**Problem description**: Could you write out every record below exactly, leaving out any pictures?

**Information supplied**:
"""

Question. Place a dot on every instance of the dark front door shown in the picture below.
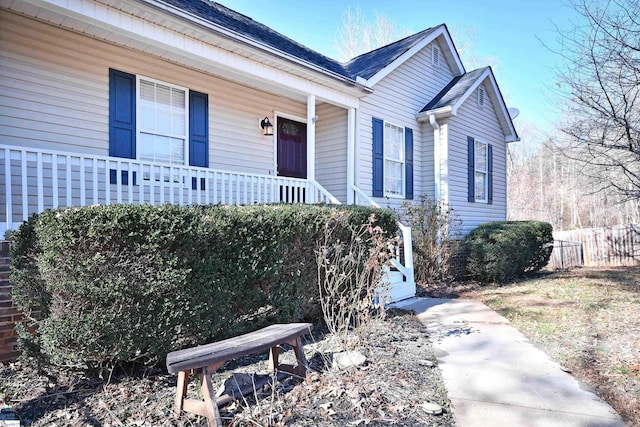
(292, 148)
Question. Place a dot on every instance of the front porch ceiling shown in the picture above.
(139, 26)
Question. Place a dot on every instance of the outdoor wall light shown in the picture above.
(266, 125)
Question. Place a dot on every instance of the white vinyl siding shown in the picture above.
(481, 124)
(55, 95)
(331, 150)
(393, 160)
(397, 98)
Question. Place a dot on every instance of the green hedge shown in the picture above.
(129, 283)
(503, 251)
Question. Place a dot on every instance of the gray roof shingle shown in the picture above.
(456, 88)
(365, 65)
(241, 24)
(369, 64)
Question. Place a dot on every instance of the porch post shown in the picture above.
(351, 142)
(311, 137)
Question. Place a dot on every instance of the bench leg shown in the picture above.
(274, 352)
(211, 407)
(181, 391)
(302, 360)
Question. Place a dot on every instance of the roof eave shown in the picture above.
(441, 31)
(233, 35)
(439, 113)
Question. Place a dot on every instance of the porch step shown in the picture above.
(397, 287)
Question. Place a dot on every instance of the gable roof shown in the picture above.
(240, 24)
(370, 63)
(370, 67)
(455, 91)
(453, 95)
(375, 65)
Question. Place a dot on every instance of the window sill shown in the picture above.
(394, 196)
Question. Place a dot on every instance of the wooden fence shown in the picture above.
(596, 247)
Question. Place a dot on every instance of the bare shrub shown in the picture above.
(435, 234)
(350, 262)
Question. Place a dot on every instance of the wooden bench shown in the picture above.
(204, 360)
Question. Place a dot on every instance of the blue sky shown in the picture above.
(513, 32)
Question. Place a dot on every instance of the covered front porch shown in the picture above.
(34, 180)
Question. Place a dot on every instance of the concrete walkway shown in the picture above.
(495, 377)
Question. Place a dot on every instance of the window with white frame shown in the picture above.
(162, 122)
(394, 160)
(481, 171)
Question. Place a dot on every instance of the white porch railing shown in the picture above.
(404, 264)
(32, 180)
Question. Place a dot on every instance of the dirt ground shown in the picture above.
(398, 378)
(587, 319)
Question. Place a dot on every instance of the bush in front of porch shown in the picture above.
(501, 251)
(129, 283)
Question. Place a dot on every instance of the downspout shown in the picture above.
(351, 160)
(437, 172)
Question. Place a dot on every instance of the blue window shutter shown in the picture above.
(378, 157)
(122, 114)
(198, 129)
(489, 174)
(471, 165)
(408, 165)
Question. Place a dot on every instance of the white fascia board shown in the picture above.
(438, 113)
(441, 31)
(502, 108)
(114, 20)
(248, 41)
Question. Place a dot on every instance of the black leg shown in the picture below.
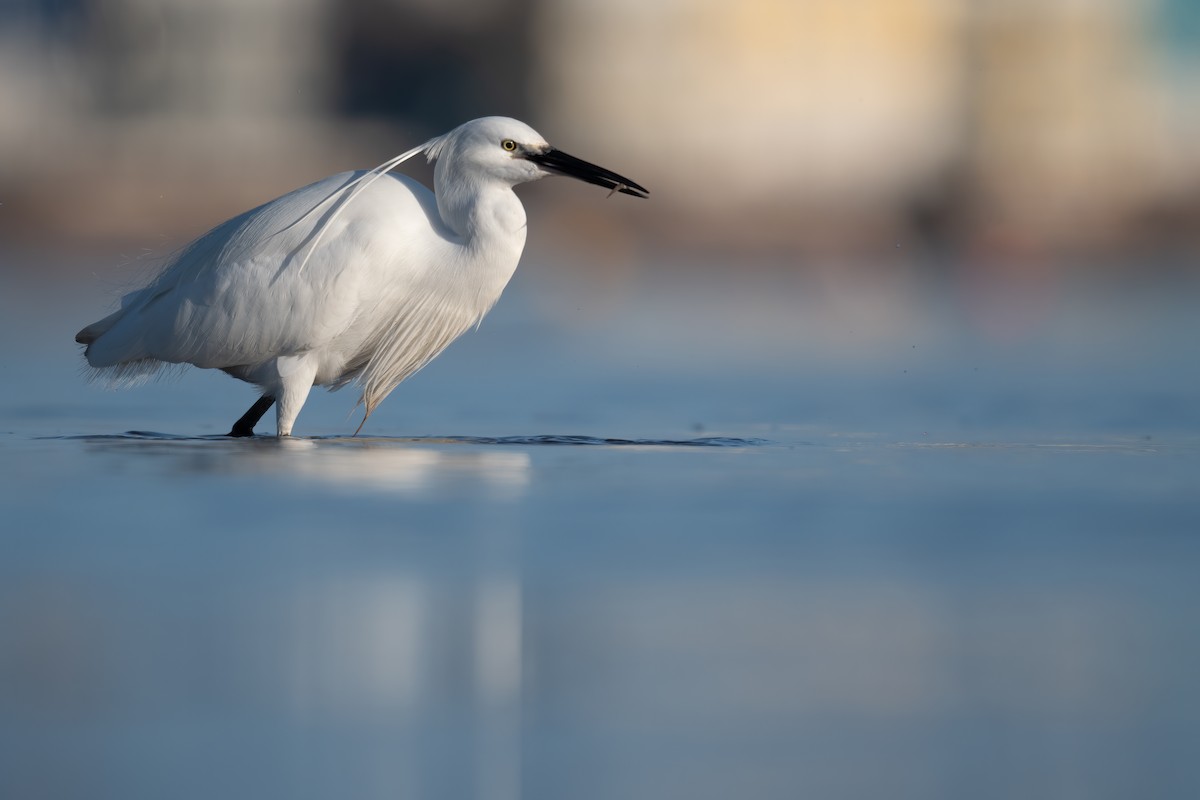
(245, 426)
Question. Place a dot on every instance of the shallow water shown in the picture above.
(727, 542)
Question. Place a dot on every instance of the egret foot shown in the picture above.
(245, 426)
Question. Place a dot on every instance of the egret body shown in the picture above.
(361, 277)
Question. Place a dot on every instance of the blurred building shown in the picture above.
(961, 124)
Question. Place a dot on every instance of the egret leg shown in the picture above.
(245, 425)
(297, 374)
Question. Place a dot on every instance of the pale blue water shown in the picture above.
(702, 536)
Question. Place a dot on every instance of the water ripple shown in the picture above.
(527, 441)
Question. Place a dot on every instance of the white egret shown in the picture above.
(361, 277)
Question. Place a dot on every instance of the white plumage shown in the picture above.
(361, 277)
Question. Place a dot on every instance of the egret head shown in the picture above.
(509, 150)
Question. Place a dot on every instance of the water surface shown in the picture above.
(711, 542)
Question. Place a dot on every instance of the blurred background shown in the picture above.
(958, 130)
(887, 405)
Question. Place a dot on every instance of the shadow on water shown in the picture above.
(527, 441)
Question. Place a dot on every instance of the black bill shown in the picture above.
(564, 164)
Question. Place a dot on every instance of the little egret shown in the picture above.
(361, 277)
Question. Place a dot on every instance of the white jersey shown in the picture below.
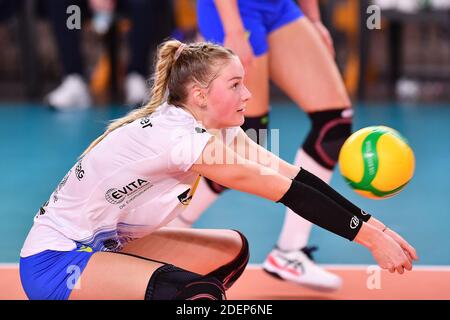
(133, 182)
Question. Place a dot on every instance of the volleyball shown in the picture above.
(377, 162)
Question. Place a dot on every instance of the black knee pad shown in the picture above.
(251, 127)
(230, 272)
(172, 283)
(328, 133)
(254, 127)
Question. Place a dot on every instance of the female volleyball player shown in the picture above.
(99, 235)
(275, 40)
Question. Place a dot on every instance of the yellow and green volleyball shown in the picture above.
(377, 162)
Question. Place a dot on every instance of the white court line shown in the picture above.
(253, 266)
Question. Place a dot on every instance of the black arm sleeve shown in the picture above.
(319, 209)
(311, 180)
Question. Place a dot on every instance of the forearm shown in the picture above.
(229, 15)
(311, 9)
(250, 150)
(251, 178)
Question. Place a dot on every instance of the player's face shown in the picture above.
(227, 96)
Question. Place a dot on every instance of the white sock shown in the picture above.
(201, 200)
(296, 230)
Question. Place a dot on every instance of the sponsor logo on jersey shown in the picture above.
(60, 186)
(129, 192)
(111, 244)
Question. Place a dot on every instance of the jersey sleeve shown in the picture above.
(186, 149)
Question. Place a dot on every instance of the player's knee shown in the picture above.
(230, 272)
(330, 129)
(172, 283)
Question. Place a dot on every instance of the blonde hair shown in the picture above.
(177, 65)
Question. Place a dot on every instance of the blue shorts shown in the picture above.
(51, 275)
(260, 18)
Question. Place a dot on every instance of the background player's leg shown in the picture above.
(303, 68)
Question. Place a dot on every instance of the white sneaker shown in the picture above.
(297, 266)
(72, 94)
(135, 89)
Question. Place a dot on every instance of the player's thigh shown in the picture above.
(114, 276)
(197, 250)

"""

**Result below**:
Question. Place a dot on every instance of the dark front door shown in the picture below.
(292, 148)
Question. Place a dot on every instance of the front porch ceiling shown in the picture above.
(139, 26)
Question. Place a dot on every instance of the outdoor wall light shown in the picture above.
(266, 125)
Question. Place a dot on every instance of the white vinyl siding shown in the picture above.
(481, 124)
(55, 95)
(331, 150)
(393, 160)
(397, 98)
Question. Place a dot on every instance of the green hedge shown in the picture above.
(129, 283)
(503, 251)
Question. Place a dot on every instance of the gray roof shingle shown in the picture above.
(456, 88)
(365, 65)
(241, 24)
(369, 64)
Question. Place a dot on every instance of the porch post shown in the picture above.
(351, 142)
(311, 137)
Question. Place a dot on every instance of the bench leg shown in the picture above.
(274, 352)
(211, 407)
(181, 391)
(302, 360)
Question. Place a dot on every instance of the roof eave shown in the picture above.
(441, 31)
(233, 35)
(439, 113)
Question. Place a dot on every instance of the porch step shown in the picture above.
(397, 287)
Question. Place a dot on every instance of the gable roof shown in the picture above.
(240, 24)
(370, 63)
(370, 67)
(455, 91)
(453, 95)
(375, 65)
Question. Place a dot on every instance of the window sill shown in the picture above.
(394, 196)
Question. Place a dot on every instance of the wooden fence shown in the picture above.
(596, 247)
Question. Place a dot on every instance of the bare shrub shown in the picture above.
(435, 234)
(350, 262)
Question. Place a dot on every instance of the wooden bench shown in the picture above.
(204, 360)
Question. Place a dot on every instance of the blue sky shown in the picture above.
(513, 32)
Question. Place a dot on every instance of the covered front porch shown in the picture above.
(34, 180)
Question. Place a dot on every instance of the concrete walkway shown in the picture above.
(495, 377)
Question. Place a dot on every instance of the window with white frame shown in the picture above.
(162, 122)
(394, 160)
(481, 171)
Question. Place a dot on every instance of the white porch railing shown in the picture above.
(404, 264)
(32, 180)
Question. Place a dot on every instance of the dirt ground shown in the picture above.
(398, 378)
(587, 319)
Question. Place a dot on every instance of the bush in front of porch shown in the picture above.
(501, 251)
(129, 283)
Question. Place a dot on every instance of the downspout shown in the picture above.
(351, 160)
(437, 172)
Question. Place a dot on every instance of the blue window shutter shown in the picture above.
(378, 157)
(122, 114)
(198, 129)
(489, 174)
(471, 165)
(408, 165)
Question. Place a dot on every instance of the white fascia board shown in the picture above.
(438, 113)
(441, 31)
(502, 108)
(114, 20)
(248, 41)
Question. Place a dot on every instance of the black leg shown in the picture below.
(245, 426)
Question. Place a dot on every instance of the shallow water shown in the picture above.
(727, 542)
Question. Place a dot on every instance of the egret foot shown in the picture above.
(245, 426)
Question. Place a dot on every instance of the egret body shown in the picture above.
(361, 277)
Question. Place a dot on every instance of the blurred building shown in the picture above.
(961, 124)
Question. Place a dot on every instance of the egret leg shown in the picture above.
(245, 425)
(297, 374)
Question. Place a dot on every instance of the pale blue water shown in the picture above.
(702, 536)
Question. Place a dot on every instance of the water ripple shown in the picture above.
(527, 441)
Question. Place a dot on every instance of the white egret shown in the picture above.
(361, 277)
Question. Place a dot on every instance of the white plumage shown in the picture above.
(361, 277)
Question. Place a dot on every instance of the egret head shown in the picture above.
(509, 150)
Question. Place a dot on every instance of the water surface shown in the picture above.
(711, 542)
Question. Place a dot on every instance of the blurred background shown in the picture above.
(958, 130)
(887, 405)
Question. Place a dot on every instance of the shadow on water shown in the picture above.
(527, 441)
Question. Place a dot on every instance of the black bill shown in the picture above.
(564, 164)
Question. Place a dot on every instance of the little egret shown in the picture above.
(361, 277)
Question. Place a dot on every instance of the white jersey shown in the picture below.
(133, 182)
Question. Place a dot on every instance of the volleyball shown in the picture above.
(377, 162)
Question. Place a dot on every instance of the black knee pad shown in the picture above.
(251, 127)
(230, 272)
(172, 283)
(328, 133)
(254, 127)
Question. Place a dot on every instance of the female volleyball player shown in the picture above.
(99, 235)
(275, 40)
Question. Place a dot on every instance of the yellow and green volleyball shown in the picture above.
(377, 162)
Question. Place a dot on every instance of the white court line shown in the picture above.
(253, 266)
Question. Place a dot on every instance of the black arm sleeve shown in the picture above.
(319, 209)
(311, 180)
Question. Place a dot on every instance of the forearm shown in the picture above.
(229, 15)
(311, 9)
(250, 150)
(251, 178)
Question. Place a dot on every instance of the player's face shown in the picture above.
(227, 96)
Question. Place a dot on every instance of the white sock shown in the picture above.
(201, 200)
(296, 230)
Question. Place a dot on every instance of the sponsor logo on jersey shown in the picture above.
(60, 186)
(129, 192)
(111, 244)
Question. Place a dot on every instance of the jersey sleeve shown in the picture above.
(186, 149)
Question. Place a dot on every instance of the player's knee shown in the picture above.
(230, 272)
(330, 129)
(172, 283)
Question. Place a dot on every instance of the blonde hair shown in the picture above.
(177, 65)
Question. Place a dot on every instance of the blue shorts shown in the picture above.
(51, 275)
(260, 18)
Question. Place a dot on every instance of the background player's leg shown in the picture above.
(303, 68)
Question. Place a dot on every instance of the white sneaker shown in the picture above.
(297, 266)
(72, 94)
(135, 89)
Question. Place a dot on every instance of the player's thigh shown in the picture above.
(114, 276)
(197, 250)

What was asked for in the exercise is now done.